[Extrait fourni]

Lorsque cette mesure avait été rendue publique, la présidente de la région, la conservatrice Esperanza Aguirre, avait insisté sur la nécessité d'éviter « l'extrême minceur dans les défilés pour ne pas transmettre des canons de beauté qui puissent engendrer des troubles de santé ». Les 31 couturiers inscrits à la Paserala Cibeles avaient tous donné leur accord pour respecter la règle. L'Association des créateurs de mode d'Espagne avait tenu à exprimer son « engagement à transmettre lors de cet événement une image de beauté et de santé », quelques agences alertant cependant sur le risque de discrimination à l'encontre de modèles naturellement très minces.
Le look affamé démodé.
Après Madrid, Milan, sans aller jusqu'à adopter des mesures coercitives, a semblé emboîter le pas pour, selon la formule de la maire de la ville, « ne plus voir dans les défilés de top-modèles anorexiques ». Letitzia Moratti a expliqué que c'était « une erreur d'offrir au public des mannequins maladifs », le président de la chambre italienne de la mode faisant chorus, en affirmant que « le look affamé est démodé ».
Mais dans les capitales internationales de la mode, les réactions se sont faites plus circonspectes : « C'est une interdiction discriminatoire et je suis contre », a estimé le président du Conseil des créateurs de mode d'Amérique, organisateur du défilé de New York. En France, saint des saints de la haute couture, le président de la Fédération française, Didier Grumbach, s'est contenté d'opiner que « c'est au créateur de décider de quel type de mannequin il a besoin (...), cela ne se réglemente pas. »

[/Extrait fourni]
[Matériel fourni]

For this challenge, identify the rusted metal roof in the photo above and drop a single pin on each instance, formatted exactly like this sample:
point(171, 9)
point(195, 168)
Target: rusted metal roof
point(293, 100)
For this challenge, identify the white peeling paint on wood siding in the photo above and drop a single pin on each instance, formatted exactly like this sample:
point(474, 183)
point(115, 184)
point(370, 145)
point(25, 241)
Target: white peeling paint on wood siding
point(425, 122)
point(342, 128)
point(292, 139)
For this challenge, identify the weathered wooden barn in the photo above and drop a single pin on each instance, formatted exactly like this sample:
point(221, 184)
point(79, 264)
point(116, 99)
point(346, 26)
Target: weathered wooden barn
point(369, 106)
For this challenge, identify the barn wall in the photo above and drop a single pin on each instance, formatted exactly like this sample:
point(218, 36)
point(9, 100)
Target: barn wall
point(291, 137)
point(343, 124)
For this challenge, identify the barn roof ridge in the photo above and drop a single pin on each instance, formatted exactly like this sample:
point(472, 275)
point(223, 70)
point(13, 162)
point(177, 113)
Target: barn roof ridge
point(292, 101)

[/Matériel fourni]

• Consigne
Renvoyez sans aucune modification tout l'extrait sur la maigreur des mannequins, de « Lorsque cette mesure » jusqu'à « naturellement très minces. ». Les données sources ne sont d'aucune utilité ici.

• Réponse ci-dessous
Lorsque cette mesure avait été rendue publique, la présidente de la région, la conservatrice Esperanza Aguirre, avait insisté sur la nécessité d'éviter « l'extrême minceur dans les défilés pour ne pas transmettre des canons de beauté qui puissent engendrer des troubles de santé ». Les 31 couturiers inscrits à la Paserala Cibeles avaient tous donné leur accord pour respecter la règle. L'Association des créateurs de mode d'Espagne avait tenu à exprimer son « engagement à transmettre lors de cet événement une image de beauté et de santé », quelques agences alertant cependant sur le risque de discrimination à l'encontre de modèles naturellement très minces.